* [EXERCISE OBJECTIVE] Put every line from all the items below into a numbered list, leaving out blank lines and the pictures.

(begin)

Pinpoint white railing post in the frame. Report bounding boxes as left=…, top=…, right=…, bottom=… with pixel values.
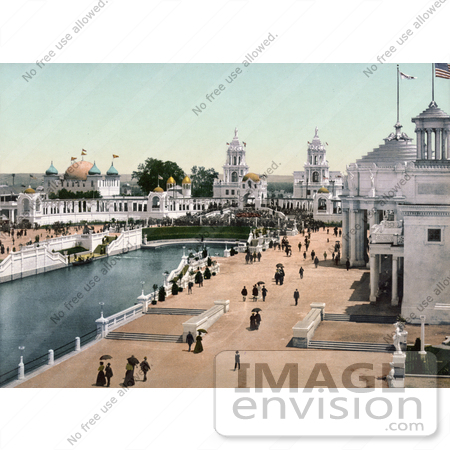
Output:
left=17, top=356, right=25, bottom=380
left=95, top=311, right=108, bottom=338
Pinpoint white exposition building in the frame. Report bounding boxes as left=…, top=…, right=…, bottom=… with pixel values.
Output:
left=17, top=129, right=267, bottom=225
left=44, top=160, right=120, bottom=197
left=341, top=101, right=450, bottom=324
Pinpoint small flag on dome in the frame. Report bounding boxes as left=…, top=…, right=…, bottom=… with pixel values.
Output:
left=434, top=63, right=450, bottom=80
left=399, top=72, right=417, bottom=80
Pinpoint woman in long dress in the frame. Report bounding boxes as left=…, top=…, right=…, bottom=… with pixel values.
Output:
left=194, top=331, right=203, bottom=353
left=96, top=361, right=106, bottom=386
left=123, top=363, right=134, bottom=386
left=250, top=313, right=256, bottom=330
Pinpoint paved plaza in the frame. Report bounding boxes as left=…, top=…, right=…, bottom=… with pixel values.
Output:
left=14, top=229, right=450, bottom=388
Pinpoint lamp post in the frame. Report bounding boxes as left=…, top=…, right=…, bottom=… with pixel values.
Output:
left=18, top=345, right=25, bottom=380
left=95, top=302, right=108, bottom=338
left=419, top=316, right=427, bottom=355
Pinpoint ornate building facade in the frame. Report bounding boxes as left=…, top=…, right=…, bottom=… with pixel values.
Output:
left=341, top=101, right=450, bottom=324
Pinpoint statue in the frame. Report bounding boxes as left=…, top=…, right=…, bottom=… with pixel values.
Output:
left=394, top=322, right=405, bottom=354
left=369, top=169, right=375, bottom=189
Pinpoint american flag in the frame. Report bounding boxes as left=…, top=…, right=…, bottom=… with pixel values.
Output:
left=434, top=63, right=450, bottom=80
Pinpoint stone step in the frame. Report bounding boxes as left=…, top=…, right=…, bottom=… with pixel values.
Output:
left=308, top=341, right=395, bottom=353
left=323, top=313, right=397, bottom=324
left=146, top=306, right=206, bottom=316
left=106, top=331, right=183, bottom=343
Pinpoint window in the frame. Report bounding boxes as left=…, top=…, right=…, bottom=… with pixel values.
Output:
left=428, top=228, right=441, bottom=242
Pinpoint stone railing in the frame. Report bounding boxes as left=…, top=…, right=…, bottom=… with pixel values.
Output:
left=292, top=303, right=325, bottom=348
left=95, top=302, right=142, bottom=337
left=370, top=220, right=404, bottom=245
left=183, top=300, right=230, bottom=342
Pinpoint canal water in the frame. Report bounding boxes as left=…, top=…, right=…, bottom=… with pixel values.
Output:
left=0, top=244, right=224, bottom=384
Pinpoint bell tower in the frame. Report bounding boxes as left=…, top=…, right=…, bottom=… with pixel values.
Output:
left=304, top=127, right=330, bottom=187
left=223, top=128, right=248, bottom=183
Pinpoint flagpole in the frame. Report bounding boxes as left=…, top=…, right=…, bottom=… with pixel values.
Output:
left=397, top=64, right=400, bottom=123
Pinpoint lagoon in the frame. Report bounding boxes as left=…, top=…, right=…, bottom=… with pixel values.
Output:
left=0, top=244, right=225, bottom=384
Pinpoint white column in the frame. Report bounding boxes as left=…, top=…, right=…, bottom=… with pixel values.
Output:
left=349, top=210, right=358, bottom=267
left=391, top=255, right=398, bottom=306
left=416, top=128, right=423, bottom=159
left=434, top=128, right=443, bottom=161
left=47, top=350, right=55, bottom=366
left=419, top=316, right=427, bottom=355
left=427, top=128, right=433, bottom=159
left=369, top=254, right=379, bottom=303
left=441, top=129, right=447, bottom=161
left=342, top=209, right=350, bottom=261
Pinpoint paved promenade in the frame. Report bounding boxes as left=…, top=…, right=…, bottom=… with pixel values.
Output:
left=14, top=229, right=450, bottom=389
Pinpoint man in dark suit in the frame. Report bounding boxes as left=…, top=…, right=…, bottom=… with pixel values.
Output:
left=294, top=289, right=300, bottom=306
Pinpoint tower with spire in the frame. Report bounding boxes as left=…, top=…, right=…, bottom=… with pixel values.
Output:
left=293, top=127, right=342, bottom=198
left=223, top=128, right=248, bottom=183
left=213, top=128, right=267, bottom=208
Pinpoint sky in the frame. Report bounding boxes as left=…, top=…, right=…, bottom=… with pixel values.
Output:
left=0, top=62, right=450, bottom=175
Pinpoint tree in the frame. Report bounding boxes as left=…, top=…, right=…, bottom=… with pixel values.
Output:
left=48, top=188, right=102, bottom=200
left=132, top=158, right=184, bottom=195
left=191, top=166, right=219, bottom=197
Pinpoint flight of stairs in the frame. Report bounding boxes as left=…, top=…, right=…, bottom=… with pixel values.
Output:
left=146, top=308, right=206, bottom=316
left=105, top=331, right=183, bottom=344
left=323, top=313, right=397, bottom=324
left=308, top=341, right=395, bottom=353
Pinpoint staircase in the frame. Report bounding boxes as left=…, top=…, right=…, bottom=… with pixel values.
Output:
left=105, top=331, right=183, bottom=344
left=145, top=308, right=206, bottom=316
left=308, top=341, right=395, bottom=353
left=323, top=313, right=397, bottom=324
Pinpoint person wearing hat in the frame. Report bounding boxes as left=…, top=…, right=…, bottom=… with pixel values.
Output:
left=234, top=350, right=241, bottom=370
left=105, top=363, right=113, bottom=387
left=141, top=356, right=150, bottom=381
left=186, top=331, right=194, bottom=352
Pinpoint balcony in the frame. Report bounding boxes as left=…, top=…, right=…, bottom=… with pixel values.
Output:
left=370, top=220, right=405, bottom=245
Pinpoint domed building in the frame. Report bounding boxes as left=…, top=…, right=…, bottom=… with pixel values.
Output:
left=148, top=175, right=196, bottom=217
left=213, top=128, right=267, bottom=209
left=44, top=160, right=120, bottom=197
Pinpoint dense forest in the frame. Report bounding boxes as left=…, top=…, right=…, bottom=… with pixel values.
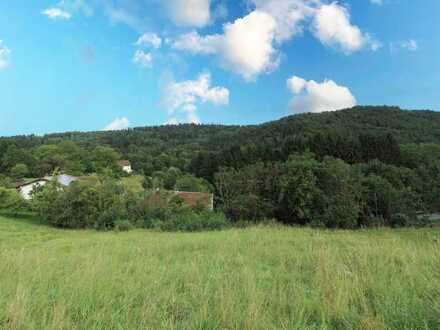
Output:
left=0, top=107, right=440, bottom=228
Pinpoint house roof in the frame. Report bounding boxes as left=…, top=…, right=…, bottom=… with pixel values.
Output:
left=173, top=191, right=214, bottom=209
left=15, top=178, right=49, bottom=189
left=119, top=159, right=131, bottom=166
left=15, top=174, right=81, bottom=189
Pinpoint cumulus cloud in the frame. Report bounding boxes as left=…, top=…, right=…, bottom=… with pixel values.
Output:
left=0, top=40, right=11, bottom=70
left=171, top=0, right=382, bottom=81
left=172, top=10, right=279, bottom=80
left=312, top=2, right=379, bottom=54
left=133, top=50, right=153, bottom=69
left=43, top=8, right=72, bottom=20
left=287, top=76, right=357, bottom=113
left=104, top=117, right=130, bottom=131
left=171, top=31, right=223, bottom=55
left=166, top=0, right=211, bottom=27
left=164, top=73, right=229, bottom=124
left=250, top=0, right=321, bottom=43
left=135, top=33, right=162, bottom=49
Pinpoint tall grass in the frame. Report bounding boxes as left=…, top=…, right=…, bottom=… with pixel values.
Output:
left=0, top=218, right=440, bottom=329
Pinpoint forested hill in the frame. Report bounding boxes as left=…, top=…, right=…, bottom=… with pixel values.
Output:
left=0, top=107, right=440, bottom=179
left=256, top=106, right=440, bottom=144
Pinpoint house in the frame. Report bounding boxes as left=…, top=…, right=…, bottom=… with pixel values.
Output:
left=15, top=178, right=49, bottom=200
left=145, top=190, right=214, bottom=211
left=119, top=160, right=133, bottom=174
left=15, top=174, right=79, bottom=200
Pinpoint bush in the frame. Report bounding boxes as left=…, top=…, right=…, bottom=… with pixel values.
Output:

(end)

* [TASK RESULT]
1. Pinpoint white railing post in the frame. Report bounding boxes as left=…, top=…, right=…, bottom=… with pixel values.
2. Output:
3. left=17, top=356, right=25, bottom=380
4. left=95, top=311, right=108, bottom=338
5. Pinpoint white exposition building in the frame. Report bounding boxes as left=…, top=…, right=…, bottom=… with pixel values.
6. Output:
7. left=17, top=129, right=267, bottom=225
8. left=44, top=160, right=120, bottom=197
9. left=341, top=101, right=450, bottom=324
10. Pinpoint small flag on dome in the frame. Report bounding boxes as left=…, top=…, right=…, bottom=… with pixel values.
11. Output:
12. left=434, top=63, right=450, bottom=80
13. left=399, top=72, right=417, bottom=80
14. Pinpoint woman in long dress in the frame. Report bounding boxes as left=…, top=…, right=…, bottom=… with pixel values.
15. Output:
16. left=194, top=331, right=203, bottom=353
17. left=96, top=361, right=106, bottom=386
18. left=123, top=363, right=134, bottom=386
19. left=250, top=313, right=256, bottom=330
20. Pinpoint paved plaza in the frame. Report bounding boxes as left=…, top=…, right=…, bottom=… with pixel values.
21. Output:
22. left=14, top=229, right=450, bottom=388
23. Pinpoint lamp post in the frame. Report bounding boxes as left=…, top=…, right=…, bottom=… with pixel values.
24. Output:
25. left=18, top=345, right=25, bottom=380
26. left=95, top=302, right=108, bottom=338
27. left=419, top=316, right=427, bottom=355
28. Pinpoint ornate building facade in the frame. Report bounding boxes as left=…, top=…, right=…, bottom=… with pixel values.
29. Output:
30. left=341, top=101, right=450, bottom=324
31. Pinpoint statue in the frame. Report bounding boxes as left=…, top=…, right=…, bottom=… with pixel values.
32. Output:
33. left=394, top=322, right=405, bottom=354
34. left=369, top=169, right=375, bottom=189
35. Pinpoint american flag in the frame. Report bounding boxes as left=…, top=…, right=…, bottom=… with pixel values.
36. Output:
37. left=434, top=63, right=450, bottom=80
38. Pinpoint stone step in the frame. Report bounding boxes as left=…, top=…, right=…, bottom=… with pixel values.
39. Output:
40. left=308, top=341, right=395, bottom=353
41. left=323, top=313, right=397, bottom=324
42. left=146, top=306, right=206, bottom=316
43. left=106, top=331, right=183, bottom=343
44. Pinpoint window in the frame. Report bounding boxes as left=…, top=…, right=…, bottom=… with pixel values.
45. Output:
46. left=428, top=228, right=441, bottom=242
47. Pinpoint stone railing in the frame. Report bounding boxes as left=…, top=…, right=…, bottom=… with pixel values.
48. Output:
49. left=292, top=303, right=325, bottom=348
50. left=95, top=302, right=142, bottom=337
51. left=370, top=220, right=404, bottom=245
52. left=183, top=300, right=230, bottom=342
53. Pinpoint canal water in the frame. Report bounding boxes as left=…, top=…, right=…, bottom=… with pixel values.
54. Output:
55. left=0, top=244, right=224, bottom=384
56. Pinpoint bell tower in the frame. Report bounding boxes as left=…, top=…, right=…, bottom=… with pixel values.
57. Output:
58. left=304, top=127, right=330, bottom=187
59. left=223, top=128, right=248, bottom=183
60. Pinpoint flagpole in the frame. Report bounding boxes as left=…, top=…, right=…, bottom=… with pixel values.
61. Output:
62. left=397, top=64, right=400, bottom=123
63. Pinpoint lagoon in the frame. Report bounding boxes as left=…, top=…, right=…, bottom=… with pixel values.
64. Output:
65. left=0, top=244, right=225, bottom=384
66. Pinpoint white column in the frame. Report bounding boxes as left=…, top=…, right=…, bottom=… with pixel values.
67. Output:
68. left=349, top=210, right=358, bottom=267
69. left=391, top=255, right=398, bottom=306
70. left=416, top=128, right=423, bottom=159
71. left=434, top=128, right=443, bottom=161
72. left=47, top=350, right=55, bottom=366
73. left=419, top=316, right=427, bottom=355
74. left=427, top=128, right=433, bottom=159
75. left=369, top=254, right=379, bottom=303
76. left=441, top=129, right=447, bottom=161
77. left=342, top=209, right=350, bottom=261
78. Pinpoint paved promenade in the frame. Report bounding boxes as left=…, top=…, right=…, bottom=… with pixel values.
79. Output:
80. left=14, top=229, right=450, bottom=389
81. Pinpoint man in dark suit in the frame. Report bounding boxes as left=…, top=…, right=…, bottom=… with pixel values.
82. Output:
83. left=294, top=289, right=300, bottom=306
84. Pinpoint tower with spire in the frame. Report bounding boxes as left=…, top=…, right=…, bottom=… with pixel values.
85. Output:
86. left=293, top=127, right=342, bottom=198
87. left=223, top=128, right=248, bottom=183
88. left=213, top=128, right=267, bottom=208
89. Pinpoint sky in the frame. Report bounding boxes as left=…, top=…, right=…, bottom=… with pixel values.
90. Output:
91. left=0, top=62, right=450, bottom=175
92. Pinpoint tree in the frame. Report bounding boxes as left=…, top=…, right=…, bottom=… with pixel values.
93. Output:
94. left=48, top=188, right=102, bottom=200
95. left=132, top=158, right=184, bottom=195
96. left=191, top=166, right=219, bottom=197
97. Pinpoint flight of stairs in the frame. Report bounding boxes as left=…, top=…, right=…, bottom=… with pixel values.
98. Output:
99. left=146, top=308, right=206, bottom=316
100. left=105, top=331, right=183, bottom=344
101. left=323, top=313, right=397, bottom=324
102. left=308, top=341, right=395, bottom=353
103. Pinpoint staircase in the frame. Report bounding boxes as left=…, top=…, right=…, bottom=… with pixel values.
104. Output:
105. left=105, top=331, right=183, bottom=344
106. left=145, top=308, right=206, bottom=316
107. left=308, top=341, right=395, bottom=353
108. left=323, top=313, right=397, bottom=324
109. Pinpoint person wearing hat in the frame. Report bounding boxes as left=…, top=…, right=…, bottom=… with pixel values.
110. Output:
111. left=234, top=350, right=241, bottom=370
112. left=105, top=363, right=113, bottom=387
113. left=141, top=356, right=150, bottom=381
114. left=186, top=331, right=194, bottom=352
115. Pinpoint balcony in the frame. Report bounding boxes as left=…, top=…, right=…, bottom=… with pixel values.
116. Output:
117. left=370, top=220, right=405, bottom=245
118. Pinpoint domed building in the frame. Report bounding boxes as left=…, top=…, right=…, bottom=… with pixel values.
119. Output:
120. left=148, top=175, right=196, bottom=217
121. left=213, top=128, right=267, bottom=209
122. left=44, top=160, right=120, bottom=197
123. Pinpoint dense forest in the frame. Report bounding boxes as left=…, top=…, right=…, bottom=… with pixel values.
124. Output:
125. left=0, top=107, right=440, bottom=228
126. Pinpoint house roof in the frame. Report bounding boxes as left=…, top=…, right=…, bottom=… with pixel values.
127. Output:
128. left=173, top=191, right=214, bottom=209
129. left=15, top=178, right=49, bottom=189
130. left=119, top=159, right=131, bottom=166
131. left=15, top=174, right=81, bottom=189
132. Pinpoint cumulus cloud in the frame. Report bounding boxes as left=…, top=…, right=…, bottom=… with pixel values.
133. Output:
134. left=0, top=40, right=11, bottom=70
135. left=171, top=0, right=382, bottom=81
136. left=172, top=10, right=279, bottom=80
137. left=312, top=2, right=379, bottom=54
138. left=133, top=50, right=153, bottom=69
139. left=43, top=8, right=72, bottom=20
140. left=287, top=76, right=357, bottom=113
141. left=104, top=117, right=130, bottom=131
142. left=171, top=31, right=223, bottom=55
143. left=166, top=0, right=211, bottom=27
144. left=164, top=73, right=229, bottom=124
145. left=250, top=0, right=321, bottom=43
146. left=135, top=33, right=162, bottom=49
147. Pinpoint tall grass in the frame. Report bounding boxes as left=…, top=…, right=…, bottom=… with pixel values.
148. Output:
149. left=0, top=218, right=440, bottom=329
150. Pinpoint forested hill in the frame. Report bounding boxes as left=…, top=…, right=…, bottom=… with pixel values.
151. Output:
152. left=0, top=107, right=440, bottom=179
153. left=256, top=106, right=440, bottom=144
154. Pinpoint house in the frame. Report bounding boxes as left=…, top=…, right=…, bottom=… with pixel values.
155. Output:
156. left=15, top=178, right=49, bottom=200
157. left=145, top=190, right=214, bottom=211
158. left=119, top=160, right=133, bottom=174
159. left=15, top=174, right=79, bottom=200
160. Pinpoint bush in the frame. Report bounding boxes as left=…, top=…, right=…, bottom=… with pixel values.
161. Output:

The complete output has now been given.